(Pointing records)
== == ==

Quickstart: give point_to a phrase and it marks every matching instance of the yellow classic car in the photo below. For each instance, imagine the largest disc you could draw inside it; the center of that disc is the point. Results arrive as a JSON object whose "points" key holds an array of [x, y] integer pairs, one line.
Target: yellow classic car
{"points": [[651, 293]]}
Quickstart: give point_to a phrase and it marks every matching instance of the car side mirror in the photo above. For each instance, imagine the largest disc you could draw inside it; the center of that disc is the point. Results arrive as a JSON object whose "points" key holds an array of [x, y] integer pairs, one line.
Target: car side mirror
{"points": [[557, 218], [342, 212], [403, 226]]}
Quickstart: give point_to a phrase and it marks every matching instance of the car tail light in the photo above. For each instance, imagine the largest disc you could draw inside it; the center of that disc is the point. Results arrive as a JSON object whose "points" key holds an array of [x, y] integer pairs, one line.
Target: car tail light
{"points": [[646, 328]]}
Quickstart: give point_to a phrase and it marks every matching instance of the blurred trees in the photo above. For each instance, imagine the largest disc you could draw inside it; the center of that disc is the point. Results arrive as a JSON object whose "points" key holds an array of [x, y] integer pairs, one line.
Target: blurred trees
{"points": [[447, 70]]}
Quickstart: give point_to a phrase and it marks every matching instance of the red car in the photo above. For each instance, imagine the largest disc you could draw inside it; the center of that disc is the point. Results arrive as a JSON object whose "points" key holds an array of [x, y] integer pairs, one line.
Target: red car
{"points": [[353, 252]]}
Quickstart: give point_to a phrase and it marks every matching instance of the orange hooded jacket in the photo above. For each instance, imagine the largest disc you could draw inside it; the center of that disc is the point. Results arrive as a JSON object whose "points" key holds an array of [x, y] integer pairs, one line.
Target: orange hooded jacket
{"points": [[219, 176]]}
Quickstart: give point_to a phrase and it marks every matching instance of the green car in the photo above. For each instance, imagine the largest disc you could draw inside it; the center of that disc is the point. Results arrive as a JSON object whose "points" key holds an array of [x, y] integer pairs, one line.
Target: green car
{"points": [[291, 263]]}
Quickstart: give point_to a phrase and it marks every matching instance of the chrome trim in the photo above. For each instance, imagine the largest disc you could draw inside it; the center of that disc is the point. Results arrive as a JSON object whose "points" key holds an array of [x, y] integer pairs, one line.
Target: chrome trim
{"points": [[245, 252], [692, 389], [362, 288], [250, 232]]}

== == ==

→ **What you should do**
Write out the material exactly as given.

→ **Exercise output**
Quickstart: give point_to a phrase and it marks every matching instance of the yellow classic car in the photo below. For each instance, imagine the largest disc you could draw inside it; the center of that disc is the point. Results arrive as a JSON object whose "points" key holds an array of [x, y] integer pairs, one line.
Target: yellow classic car
{"points": [[651, 293]]}
Quickstart: give point_to a phrase and it marks every matching instance of the car side mirror in the photo above. For each instance, imagine the largest disc you could draw inside it; the center of that disc is the point. Results arrive as a JSON object whose "points" key holds an array of [x, y] integer pairs, one line.
Target: car side mirror
{"points": [[557, 218], [342, 212], [403, 226]]}
Quickstart: give point_to a phrase and it marks every matching instance of the car tail light in the photo above. For each instance, imagine the largest disc you could draw inside it; the center of that disc is the point. Results arrive as a JSON object whose "points" key holds an array of [x, y] integer pairs, one line.
Target: car tail light
{"points": [[646, 328]]}
Quickstart: give point_to a phrase and it marks every matching instance of the blurred trees in the photo above. For each instance, imagine the largest disc you could draw inside it; the center of that disc is the point. Results arrive as a JSON object whose "points" key holds an array of [x, y] integer pairs, one line.
Target: blurred trees
{"points": [[447, 70]]}
Quickstart: give point_to a phrase and it marks every matching instance of the red car in the photo above. For each instance, imagine the largest disc you could draw inside it; the center of that disc is the point. Results arrive as a JSON object whose "points" key holds an array of [x, y] integer pairs, one line.
Target: red car
{"points": [[353, 252]]}
Quickstart: give point_to a phrase and it marks every matching instance of the orange hooded jacket in the photo above. For each instance, imagine the largest disc you could draw inside it; the center of that disc is the point. Results arrive as a JSON object whose "points" key holds an array of [x, y] integer pairs, one line.
Target: orange hooded jacket
{"points": [[219, 176]]}
Quickstart: give point_to a phrase and it marks every matching instance of the green car in the photo above. For each instance, imagine the largest disc you could draw inside it; the center of that disc is the point. Results arrive as a JSON object whose "points" key holds an array of [x, y] integer pairs, one line.
Target: green car
{"points": [[291, 263]]}
Quickstart: give point_to a phrase and it marks every matching instance of the chrome trim in the photo above. For each instance, imagine the largest disc you could draw inside it; the center of that disc is the point. Results arrive as a JSON object whose "points" key holds an array of [x, y] integer pairs, one line.
Target: chrome trim
{"points": [[245, 252], [692, 389], [362, 288], [250, 232]]}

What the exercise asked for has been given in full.